(Collection entries)

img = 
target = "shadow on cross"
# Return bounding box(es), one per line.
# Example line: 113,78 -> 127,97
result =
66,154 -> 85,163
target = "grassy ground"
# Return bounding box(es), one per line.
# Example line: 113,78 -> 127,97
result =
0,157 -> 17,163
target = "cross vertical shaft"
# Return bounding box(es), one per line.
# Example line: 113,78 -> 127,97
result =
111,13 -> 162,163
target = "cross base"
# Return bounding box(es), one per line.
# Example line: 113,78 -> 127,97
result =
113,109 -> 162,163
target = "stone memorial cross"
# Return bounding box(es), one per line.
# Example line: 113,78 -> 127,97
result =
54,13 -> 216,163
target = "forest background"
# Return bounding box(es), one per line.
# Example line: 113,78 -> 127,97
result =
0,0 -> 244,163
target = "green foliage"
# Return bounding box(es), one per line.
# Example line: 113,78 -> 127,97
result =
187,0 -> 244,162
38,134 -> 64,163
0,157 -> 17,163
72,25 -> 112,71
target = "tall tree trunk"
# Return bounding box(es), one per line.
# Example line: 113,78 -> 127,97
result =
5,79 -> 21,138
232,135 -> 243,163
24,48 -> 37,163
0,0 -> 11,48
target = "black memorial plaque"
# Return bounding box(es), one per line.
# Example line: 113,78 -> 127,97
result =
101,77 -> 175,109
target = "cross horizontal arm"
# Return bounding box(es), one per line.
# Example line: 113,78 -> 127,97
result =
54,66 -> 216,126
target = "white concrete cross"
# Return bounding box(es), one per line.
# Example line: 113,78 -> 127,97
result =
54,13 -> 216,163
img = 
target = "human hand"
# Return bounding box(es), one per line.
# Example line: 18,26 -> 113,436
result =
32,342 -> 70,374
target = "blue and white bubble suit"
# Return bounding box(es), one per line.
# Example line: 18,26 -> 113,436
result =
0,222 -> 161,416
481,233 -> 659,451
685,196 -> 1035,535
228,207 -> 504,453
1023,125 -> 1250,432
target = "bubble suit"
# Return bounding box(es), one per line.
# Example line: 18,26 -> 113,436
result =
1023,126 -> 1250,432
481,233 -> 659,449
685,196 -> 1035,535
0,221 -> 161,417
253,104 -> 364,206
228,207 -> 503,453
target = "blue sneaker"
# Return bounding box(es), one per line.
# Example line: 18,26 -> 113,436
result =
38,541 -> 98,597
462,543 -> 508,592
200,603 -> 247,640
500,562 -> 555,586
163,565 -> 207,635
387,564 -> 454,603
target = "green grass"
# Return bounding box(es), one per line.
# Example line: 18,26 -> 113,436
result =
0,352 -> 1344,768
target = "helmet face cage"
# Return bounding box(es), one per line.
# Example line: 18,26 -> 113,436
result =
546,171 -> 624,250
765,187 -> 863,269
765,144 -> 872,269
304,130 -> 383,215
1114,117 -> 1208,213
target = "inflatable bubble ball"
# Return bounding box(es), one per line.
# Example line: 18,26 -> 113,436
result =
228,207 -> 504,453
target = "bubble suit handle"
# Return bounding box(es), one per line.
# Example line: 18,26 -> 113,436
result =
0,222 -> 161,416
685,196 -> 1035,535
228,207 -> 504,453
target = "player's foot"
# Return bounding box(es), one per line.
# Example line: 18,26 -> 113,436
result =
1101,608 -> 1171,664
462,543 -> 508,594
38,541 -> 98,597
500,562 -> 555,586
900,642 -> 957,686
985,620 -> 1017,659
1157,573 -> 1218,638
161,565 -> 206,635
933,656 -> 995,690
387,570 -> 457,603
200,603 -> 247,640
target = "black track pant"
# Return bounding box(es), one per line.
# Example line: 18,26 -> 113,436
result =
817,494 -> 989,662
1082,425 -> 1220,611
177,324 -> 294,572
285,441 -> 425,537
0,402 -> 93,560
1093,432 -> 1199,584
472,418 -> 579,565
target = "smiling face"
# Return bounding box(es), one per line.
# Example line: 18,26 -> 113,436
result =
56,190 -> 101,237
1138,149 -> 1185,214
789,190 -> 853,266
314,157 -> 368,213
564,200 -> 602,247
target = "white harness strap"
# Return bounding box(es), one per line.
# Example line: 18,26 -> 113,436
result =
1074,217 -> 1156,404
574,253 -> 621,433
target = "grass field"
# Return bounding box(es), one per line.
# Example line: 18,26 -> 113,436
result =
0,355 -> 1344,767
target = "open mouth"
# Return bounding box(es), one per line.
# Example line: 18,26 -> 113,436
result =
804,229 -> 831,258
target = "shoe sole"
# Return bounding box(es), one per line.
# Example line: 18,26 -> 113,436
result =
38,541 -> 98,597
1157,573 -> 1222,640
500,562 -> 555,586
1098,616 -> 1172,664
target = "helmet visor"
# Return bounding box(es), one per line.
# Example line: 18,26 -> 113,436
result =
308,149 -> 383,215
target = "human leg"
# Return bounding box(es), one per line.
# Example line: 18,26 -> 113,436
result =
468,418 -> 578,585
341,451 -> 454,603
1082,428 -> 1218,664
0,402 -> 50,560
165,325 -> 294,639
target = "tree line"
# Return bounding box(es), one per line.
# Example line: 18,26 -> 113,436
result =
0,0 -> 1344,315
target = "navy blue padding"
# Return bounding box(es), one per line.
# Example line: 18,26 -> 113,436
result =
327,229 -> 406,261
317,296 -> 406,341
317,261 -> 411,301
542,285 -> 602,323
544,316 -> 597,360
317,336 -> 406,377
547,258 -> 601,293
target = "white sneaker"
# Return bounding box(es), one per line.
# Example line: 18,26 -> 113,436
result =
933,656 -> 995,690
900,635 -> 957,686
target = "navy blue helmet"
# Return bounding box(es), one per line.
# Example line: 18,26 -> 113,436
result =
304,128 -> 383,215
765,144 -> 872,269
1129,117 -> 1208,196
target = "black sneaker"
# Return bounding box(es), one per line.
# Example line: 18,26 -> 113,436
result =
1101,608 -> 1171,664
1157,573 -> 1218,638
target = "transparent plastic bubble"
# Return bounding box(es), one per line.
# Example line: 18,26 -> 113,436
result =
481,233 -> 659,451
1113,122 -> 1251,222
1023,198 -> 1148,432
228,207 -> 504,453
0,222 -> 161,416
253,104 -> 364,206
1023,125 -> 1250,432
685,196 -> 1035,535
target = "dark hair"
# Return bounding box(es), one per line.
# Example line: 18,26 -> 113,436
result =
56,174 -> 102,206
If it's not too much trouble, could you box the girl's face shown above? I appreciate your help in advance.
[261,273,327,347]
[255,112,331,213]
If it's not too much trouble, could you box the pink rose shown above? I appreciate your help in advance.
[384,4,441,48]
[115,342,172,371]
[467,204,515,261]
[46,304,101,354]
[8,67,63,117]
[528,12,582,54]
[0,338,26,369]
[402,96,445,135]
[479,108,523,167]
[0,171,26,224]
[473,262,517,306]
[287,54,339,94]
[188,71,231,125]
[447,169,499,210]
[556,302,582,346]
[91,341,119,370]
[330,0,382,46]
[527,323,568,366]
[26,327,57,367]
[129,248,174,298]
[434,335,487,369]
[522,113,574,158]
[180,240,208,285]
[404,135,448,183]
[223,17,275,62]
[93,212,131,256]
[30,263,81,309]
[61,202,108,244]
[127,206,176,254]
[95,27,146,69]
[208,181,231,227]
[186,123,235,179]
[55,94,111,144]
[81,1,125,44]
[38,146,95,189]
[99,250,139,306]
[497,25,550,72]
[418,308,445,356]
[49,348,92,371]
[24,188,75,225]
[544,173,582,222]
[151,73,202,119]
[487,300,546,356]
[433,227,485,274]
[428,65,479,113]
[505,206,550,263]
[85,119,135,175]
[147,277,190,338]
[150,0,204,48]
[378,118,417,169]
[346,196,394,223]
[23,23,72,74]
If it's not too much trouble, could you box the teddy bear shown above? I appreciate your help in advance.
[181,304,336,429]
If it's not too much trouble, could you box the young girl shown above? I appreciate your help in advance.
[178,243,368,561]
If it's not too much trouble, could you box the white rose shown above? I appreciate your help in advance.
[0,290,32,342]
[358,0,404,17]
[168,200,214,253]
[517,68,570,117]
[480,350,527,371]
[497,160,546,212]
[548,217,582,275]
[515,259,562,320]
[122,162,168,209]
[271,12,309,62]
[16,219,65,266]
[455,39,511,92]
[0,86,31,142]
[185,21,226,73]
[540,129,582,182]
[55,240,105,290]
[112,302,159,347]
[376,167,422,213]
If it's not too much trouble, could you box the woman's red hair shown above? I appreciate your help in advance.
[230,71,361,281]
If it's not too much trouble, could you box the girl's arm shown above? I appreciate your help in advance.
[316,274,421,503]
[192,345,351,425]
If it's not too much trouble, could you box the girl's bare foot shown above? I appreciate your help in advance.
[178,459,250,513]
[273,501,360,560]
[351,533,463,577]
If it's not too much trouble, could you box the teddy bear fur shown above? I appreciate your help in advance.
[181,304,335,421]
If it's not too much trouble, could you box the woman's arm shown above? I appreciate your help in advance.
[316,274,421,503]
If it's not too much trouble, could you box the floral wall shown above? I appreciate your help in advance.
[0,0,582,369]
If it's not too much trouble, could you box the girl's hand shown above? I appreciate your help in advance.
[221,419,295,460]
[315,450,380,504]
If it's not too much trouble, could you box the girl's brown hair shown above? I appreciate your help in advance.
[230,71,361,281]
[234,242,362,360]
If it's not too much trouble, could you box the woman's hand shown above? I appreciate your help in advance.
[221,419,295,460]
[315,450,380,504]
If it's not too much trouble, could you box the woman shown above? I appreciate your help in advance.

Required work: Reproduce the material word for word, starting with the line that contains "If it's not too much trouble, could you box the young" and going on through the line that contains "[376,167,422,213]", with both of those lines included.

Written solution:
If it's not too much trouble, could you box the young girl shown above? I appreciate your help in advance.
[178,243,368,561]
If it's not too much trouble, could you box the white rose shown above? I appreciate your help in advance.
[0,290,32,342]
[358,0,404,17]
[168,200,214,253]
[517,68,570,117]
[480,350,527,371]
[497,160,546,212]
[548,217,582,275]
[515,259,562,320]
[122,162,168,209]
[271,12,309,62]
[16,219,65,266]
[455,39,511,92]
[0,86,31,142]
[185,21,226,73]
[540,129,582,182]
[55,240,105,290]
[112,302,159,347]
[376,167,422,213]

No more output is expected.